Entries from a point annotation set
>>>
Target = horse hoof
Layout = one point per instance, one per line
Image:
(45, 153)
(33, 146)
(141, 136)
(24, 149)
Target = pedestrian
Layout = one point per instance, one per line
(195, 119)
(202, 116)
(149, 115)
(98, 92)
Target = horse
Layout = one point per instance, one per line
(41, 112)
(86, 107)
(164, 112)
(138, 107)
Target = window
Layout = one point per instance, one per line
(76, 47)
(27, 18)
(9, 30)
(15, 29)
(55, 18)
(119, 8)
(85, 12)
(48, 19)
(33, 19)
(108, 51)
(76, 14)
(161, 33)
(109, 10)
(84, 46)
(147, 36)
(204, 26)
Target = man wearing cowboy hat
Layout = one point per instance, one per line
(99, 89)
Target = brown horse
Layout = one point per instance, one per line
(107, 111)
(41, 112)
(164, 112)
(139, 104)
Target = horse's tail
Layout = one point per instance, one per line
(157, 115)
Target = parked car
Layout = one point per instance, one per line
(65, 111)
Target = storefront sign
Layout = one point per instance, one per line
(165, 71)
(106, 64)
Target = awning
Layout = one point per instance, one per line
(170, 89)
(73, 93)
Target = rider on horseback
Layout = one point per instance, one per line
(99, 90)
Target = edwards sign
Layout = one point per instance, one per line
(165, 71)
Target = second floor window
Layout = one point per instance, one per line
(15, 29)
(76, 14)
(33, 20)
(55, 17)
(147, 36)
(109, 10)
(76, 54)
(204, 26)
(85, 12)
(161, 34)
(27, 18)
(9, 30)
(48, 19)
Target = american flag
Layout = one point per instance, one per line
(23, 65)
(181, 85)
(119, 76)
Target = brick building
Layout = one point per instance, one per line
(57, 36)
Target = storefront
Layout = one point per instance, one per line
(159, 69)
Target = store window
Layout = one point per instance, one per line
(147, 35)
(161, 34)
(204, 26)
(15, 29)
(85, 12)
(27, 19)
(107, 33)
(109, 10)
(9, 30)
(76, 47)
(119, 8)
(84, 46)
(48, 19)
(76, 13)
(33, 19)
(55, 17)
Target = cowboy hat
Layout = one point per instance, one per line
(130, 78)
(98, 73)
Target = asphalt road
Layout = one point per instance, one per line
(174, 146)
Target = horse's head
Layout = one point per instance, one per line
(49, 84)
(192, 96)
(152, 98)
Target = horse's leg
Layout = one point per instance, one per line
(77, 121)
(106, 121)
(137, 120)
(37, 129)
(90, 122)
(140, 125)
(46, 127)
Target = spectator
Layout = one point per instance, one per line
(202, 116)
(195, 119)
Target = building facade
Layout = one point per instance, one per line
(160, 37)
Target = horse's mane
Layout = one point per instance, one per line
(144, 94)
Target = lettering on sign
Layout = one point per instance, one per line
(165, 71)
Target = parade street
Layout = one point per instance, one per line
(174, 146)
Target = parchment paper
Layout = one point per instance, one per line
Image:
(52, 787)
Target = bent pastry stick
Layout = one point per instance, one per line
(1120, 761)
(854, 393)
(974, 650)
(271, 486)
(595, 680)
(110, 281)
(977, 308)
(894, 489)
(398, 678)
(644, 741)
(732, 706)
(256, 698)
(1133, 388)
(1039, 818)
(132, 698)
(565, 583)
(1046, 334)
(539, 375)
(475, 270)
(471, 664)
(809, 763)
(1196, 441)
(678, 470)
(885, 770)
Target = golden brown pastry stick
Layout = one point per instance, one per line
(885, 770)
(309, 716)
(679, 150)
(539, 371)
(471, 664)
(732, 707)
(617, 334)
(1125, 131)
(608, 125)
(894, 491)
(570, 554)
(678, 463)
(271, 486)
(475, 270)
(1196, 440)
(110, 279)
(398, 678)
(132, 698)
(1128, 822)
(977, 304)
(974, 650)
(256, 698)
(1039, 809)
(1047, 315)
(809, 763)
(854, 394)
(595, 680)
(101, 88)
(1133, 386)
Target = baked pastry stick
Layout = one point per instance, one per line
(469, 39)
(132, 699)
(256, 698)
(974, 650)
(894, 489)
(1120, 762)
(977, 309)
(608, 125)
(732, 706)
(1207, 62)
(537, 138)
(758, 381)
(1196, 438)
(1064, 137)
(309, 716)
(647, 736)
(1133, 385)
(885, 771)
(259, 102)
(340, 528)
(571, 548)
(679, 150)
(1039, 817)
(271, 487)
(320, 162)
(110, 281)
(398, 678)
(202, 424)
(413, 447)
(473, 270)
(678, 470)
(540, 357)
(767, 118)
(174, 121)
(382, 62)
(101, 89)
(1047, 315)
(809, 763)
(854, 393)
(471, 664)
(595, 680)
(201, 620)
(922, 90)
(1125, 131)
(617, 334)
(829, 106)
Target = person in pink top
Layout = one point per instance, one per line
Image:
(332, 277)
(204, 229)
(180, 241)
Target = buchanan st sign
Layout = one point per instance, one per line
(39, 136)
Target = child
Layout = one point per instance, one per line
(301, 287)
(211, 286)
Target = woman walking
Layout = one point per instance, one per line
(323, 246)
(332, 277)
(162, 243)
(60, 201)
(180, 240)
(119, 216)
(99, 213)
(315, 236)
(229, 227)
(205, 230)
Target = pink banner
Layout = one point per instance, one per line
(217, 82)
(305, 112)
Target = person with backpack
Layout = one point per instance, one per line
<<<
**Required work**
Recast the stretch of the listing from the line containing "Target = baked pastry stick" through the end of the listing, both included, as a Markdown table with the columns Row and Line. Number the rows in order, put each line in the Line column, and leave out blank lines.

**Worked answer**
| Row | Line |
|---|---|
| 1 | Target = baked pastry stick |
| 2 | Layout = one point per instance, one per line |
| 3 | (469, 39) |
| 4 | (132, 699) |
| 5 | (256, 698) |
| 6 | (974, 650) |
| 7 | (894, 489) |
| 8 | (1120, 762) |
| 9 | (977, 309) |
| 10 | (608, 125) |
| 11 | (732, 706) |
| 12 | (1207, 62) |
| 13 | (537, 138) |
| 14 | (758, 381) |
| 15 | (1196, 438) |
| 16 | (1064, 137) |
| 17 | (309, 716) |
| 18 | (647, 736) |
| 19 | (1133, 385) |
| 20 | (885, 771) |
| 21 | (259, 102) |
| 22 | (340, 528) |
| 23 | (571, 548) |
| 24 | (679, 150) |
| 25 | (1039, 817) |
| 26 | (271, 487) |
| 27 | (320, 162) |
| 28 | (110, 281) |
| 29 | (398, 678) |
| 30 | (202, 424) |
| 31 | (413, 447) |
| 32 | (473, 270) |
| 33 | (678, 470) |
| 34 | (540, 357) |
| 35 | (767, 118) |
| 36 | (174, 121) |
| 37 | (382, 62) |
| 38 | (101, 89) |
| 39 | (1047, 315) |
| 40 | (809, 763) |
| 41 | (854, 393) |
| 42 | (471, 664) |
| 43 | (595, 680) |
| 44 | (201, 620) |
| 45 | (922, 90) |
| 46 | (1125, 131) |
| 47 | (617, 334) |
| 48 | (829, 106) |
| 49 | Target = person in pink top |
| 50 | Layout = one point per instance, one per line |
| 51 | Image: |
| 52 | (332, 277) |
| 53 | (204, 229) |
| 54 | (180, 241) |
| 55 | Target = buchanan st sign |
| 56 | Layout = one point per instance, one per line |
| 57 | (39, 136) |
| 58 | Target = child |
| 59 | Layout = one point per instance, one per line |
| 60 | (301, 287) |
| 61 | (211, 286) |
| 62 | Target = woman walking |
| 63 | Layout = one point per instance, one per line |
| 64 | (323, 246) |
| 65 | (332, 277) |
| 66 | (162, 243) |
| 67 | (60, 201) |
| 68 | (180, 240) |
| 69 | (119, 216) |
| 70 | (99, 213) |
| 71 | (315, 236) |
| 72 | (229, 227) |
| 73 | (205, 230) |
| 74 | Target = pink banner |
| 75 | Layout = one point per instance, one per line |
| 76 | (217, 82) |
| 77 | (305, 112) |
| 78 | Target = person with backpack |
| 79 | Layout = one point per instance, one per line |